▸ Task: Output every line from the start of the items through the line containing "[604,102,960,263]" as a JSON list of strings, one string per line, with blank lines omitted.
begin
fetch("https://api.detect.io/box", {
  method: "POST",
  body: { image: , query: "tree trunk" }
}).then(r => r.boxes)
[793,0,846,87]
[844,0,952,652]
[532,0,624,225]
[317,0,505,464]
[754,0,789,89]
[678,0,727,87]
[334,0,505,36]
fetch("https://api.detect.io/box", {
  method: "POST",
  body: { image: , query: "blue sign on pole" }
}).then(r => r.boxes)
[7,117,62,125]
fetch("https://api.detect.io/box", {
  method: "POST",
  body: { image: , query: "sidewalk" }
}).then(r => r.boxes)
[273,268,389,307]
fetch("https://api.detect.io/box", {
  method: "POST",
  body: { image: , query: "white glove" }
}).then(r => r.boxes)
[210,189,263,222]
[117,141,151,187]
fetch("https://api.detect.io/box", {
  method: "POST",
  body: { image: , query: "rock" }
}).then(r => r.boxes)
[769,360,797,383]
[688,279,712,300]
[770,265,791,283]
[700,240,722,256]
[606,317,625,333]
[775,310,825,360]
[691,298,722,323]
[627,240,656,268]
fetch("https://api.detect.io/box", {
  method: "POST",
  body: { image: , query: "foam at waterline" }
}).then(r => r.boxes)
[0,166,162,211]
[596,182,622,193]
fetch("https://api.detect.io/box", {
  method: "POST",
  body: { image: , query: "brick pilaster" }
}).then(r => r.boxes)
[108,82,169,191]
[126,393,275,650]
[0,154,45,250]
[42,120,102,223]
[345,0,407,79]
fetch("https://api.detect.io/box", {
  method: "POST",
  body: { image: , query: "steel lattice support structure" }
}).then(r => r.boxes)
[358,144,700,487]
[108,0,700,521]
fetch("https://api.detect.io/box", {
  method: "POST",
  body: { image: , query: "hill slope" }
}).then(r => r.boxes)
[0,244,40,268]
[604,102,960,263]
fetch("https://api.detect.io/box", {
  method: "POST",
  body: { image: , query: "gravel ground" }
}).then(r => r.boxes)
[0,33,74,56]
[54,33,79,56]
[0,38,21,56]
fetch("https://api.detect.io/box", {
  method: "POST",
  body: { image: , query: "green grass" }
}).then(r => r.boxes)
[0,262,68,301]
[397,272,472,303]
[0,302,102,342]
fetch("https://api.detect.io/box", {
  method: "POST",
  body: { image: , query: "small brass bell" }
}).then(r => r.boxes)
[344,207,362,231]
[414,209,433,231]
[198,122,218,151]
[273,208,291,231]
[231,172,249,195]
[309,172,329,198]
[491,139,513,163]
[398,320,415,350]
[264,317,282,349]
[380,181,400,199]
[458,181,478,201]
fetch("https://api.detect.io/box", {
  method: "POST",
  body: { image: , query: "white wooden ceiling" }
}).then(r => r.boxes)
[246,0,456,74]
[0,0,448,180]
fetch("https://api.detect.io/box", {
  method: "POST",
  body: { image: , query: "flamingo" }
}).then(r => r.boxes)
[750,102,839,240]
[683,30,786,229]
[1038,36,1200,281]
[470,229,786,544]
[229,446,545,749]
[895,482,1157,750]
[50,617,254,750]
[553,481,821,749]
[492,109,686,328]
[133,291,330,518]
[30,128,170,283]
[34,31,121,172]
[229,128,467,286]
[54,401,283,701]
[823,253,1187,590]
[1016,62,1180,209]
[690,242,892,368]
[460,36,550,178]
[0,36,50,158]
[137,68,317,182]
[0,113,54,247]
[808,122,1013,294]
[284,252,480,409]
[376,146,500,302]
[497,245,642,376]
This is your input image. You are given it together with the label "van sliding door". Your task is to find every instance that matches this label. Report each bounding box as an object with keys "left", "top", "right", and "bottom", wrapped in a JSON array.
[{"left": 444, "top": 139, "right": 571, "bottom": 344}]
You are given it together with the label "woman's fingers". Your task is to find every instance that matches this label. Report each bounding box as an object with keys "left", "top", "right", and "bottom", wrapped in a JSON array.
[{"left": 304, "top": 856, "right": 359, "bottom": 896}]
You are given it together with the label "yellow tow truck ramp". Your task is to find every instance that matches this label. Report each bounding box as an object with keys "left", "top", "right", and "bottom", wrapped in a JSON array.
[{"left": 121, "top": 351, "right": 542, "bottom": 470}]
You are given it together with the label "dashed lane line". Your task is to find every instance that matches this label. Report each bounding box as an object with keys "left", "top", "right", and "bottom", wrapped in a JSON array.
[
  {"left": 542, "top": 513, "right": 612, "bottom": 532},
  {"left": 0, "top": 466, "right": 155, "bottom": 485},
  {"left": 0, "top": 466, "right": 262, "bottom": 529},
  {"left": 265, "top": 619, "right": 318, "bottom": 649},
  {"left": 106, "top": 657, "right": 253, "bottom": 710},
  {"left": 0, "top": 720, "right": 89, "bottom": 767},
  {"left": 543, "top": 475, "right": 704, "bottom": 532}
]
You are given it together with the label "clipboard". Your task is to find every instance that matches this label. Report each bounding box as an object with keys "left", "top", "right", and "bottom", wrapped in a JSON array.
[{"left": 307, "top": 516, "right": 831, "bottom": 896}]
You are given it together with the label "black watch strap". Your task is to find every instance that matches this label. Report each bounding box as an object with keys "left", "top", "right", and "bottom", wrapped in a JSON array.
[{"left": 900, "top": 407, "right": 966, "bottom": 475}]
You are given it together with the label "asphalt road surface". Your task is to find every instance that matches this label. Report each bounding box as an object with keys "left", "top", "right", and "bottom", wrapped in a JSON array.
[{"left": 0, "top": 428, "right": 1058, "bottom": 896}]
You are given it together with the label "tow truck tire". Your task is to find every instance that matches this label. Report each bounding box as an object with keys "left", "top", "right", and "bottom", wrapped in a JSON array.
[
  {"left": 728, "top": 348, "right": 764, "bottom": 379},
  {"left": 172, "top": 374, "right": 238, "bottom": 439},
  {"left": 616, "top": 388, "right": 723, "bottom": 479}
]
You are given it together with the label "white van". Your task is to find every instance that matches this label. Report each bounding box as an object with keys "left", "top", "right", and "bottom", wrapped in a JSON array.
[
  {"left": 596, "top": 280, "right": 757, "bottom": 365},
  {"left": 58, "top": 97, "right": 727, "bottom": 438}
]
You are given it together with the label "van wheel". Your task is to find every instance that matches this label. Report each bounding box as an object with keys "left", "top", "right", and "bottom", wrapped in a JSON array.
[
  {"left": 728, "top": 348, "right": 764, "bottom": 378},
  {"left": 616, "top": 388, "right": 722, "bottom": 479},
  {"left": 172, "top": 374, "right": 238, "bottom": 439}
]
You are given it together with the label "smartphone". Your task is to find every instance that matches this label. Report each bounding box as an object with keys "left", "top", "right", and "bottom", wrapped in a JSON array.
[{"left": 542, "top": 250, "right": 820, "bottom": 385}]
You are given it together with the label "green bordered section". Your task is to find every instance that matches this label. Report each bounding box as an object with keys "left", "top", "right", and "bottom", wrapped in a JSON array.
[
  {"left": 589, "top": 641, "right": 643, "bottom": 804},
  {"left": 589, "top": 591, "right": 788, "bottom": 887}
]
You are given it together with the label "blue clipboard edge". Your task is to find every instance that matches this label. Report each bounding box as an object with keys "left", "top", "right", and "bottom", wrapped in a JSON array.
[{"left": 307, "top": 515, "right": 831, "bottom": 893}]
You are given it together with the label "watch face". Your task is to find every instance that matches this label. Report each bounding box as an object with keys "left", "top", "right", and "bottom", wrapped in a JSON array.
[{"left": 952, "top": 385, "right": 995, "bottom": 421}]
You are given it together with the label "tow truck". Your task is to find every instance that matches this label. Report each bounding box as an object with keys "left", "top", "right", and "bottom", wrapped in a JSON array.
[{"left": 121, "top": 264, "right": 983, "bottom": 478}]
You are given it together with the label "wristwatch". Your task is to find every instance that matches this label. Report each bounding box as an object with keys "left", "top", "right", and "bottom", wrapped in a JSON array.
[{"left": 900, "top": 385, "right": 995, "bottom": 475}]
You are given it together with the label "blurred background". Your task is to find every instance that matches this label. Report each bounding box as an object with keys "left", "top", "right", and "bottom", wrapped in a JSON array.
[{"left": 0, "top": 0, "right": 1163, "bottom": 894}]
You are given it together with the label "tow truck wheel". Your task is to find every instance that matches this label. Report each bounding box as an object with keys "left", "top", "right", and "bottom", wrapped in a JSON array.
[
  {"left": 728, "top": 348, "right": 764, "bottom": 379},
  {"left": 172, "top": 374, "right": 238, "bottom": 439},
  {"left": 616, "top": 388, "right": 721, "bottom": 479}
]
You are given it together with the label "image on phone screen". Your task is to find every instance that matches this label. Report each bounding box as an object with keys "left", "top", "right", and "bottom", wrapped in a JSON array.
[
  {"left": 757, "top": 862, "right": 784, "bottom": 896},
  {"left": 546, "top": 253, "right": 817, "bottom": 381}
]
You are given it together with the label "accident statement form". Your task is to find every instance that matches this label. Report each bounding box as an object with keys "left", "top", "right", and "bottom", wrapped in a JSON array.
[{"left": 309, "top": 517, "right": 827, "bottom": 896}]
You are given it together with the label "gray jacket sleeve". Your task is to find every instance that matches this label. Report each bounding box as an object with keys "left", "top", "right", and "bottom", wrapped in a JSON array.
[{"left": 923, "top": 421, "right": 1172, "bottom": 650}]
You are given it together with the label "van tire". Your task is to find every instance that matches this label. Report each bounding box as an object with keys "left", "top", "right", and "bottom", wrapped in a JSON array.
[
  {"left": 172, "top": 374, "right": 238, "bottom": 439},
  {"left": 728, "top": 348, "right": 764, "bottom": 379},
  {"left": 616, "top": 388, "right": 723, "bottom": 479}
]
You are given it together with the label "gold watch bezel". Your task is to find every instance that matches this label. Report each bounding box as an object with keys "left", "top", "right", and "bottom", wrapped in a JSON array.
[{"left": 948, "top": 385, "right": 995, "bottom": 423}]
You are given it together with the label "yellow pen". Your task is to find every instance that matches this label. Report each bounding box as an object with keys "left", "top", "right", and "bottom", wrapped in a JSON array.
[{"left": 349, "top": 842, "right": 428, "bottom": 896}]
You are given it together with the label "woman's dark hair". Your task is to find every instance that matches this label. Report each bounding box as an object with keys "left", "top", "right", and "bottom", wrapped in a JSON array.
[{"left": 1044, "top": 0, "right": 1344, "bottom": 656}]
end
▸ In response:
[
  "fetch(\"https://api.detect.io/box\", {",
  "  method: \"POST\",",
  "  body: { image: , query: \"tree trunk\" }",
  "}).then(r => r.boxes)",
  "[793,0,846,87]",
  "[844,0,952,652]",
  "[532,0,624,225]",
  "[317,0,505,464]",
  "[754,0,789,89]",
  "[678,0,727,87]",
  "[334,0,505,36]",
  "fetch(\"https://api.detect.io/box\", {",
  "  method: \"POST\",",
  "  body: { image: , query: \"blue sign on pole\" }",
  "}).then(r => r.boxes)",
  "[7,117,62,125]",
  "fetch(\"https://api.detect.io/box\", {",
  "  method: \"POST\",",
  "  body: { image: , query: \"sidewalk\" }",
  "}).then(r => r.boxes)",
  "[273,268,389,307]",
  "fetch(\"https://api.detect.io/box\", {",
  "  method: \"POST\",",
  "  body: { image: , query: \"white glove\" }",
  "}).then(r => r.boxes)",
  "[210,189,263,222]",
  "[117,141,151,187]",
  "fetch(\"https://api.detect.io/box\", {",
  "  method: \"POST\",",
  "  body: { image: , query: \"rock\" }",
  "}).then(r => r.boxes)",
  "[769,360,797,383]",
  "[688,279,712,300]",
  "[770,265,791,283]",
  "[700,240,722,256]",
  "[606,317,625,333]",
  "[775,310,825,360]",
  "[691,298,722,323]",
  "[627,240,656,268]",
  "fetch(\"https://api.detect.io/box\", {",
  "  method: \"POST\",",
  "  body: { image: , query: \"foam at waterline\" }",
  "}).then(r => r.boxes)",
  "[0,166,162,211]",
  "[596,182,622,193]",
  "fetch(\"https://api.detect.io/box\", {",
  "  method: \"POST\",",
  "  body: { image: , query: \"brick pilaster\" }",
  "}).then(r => r.boxes)",
  "[108,82,169,191]",
  "[126,393,275,650]",
  "[0,154,45,250]",
  "[42,120,102,223]",
  "[345,0,407,79]",
  "fetch(\"https://api.detect.io/box\", {",
  "  method: \"POST\",",
  "  body: { image: , query: \"steel lattice support structure\" }",
  "}).then(r => r.boxes)",
  "[358,144,700,487]",
  "[108,0,700,521]",
  "fetch(\"https://api.detect.io/box\", {",
  "  method: \"POST\",",
  "  body: { image: , query: \"hill slope\" }",
  "}).then(r => r.boxes)",
  "[0,244,40,268]",
  "[604,102,960,263]"
]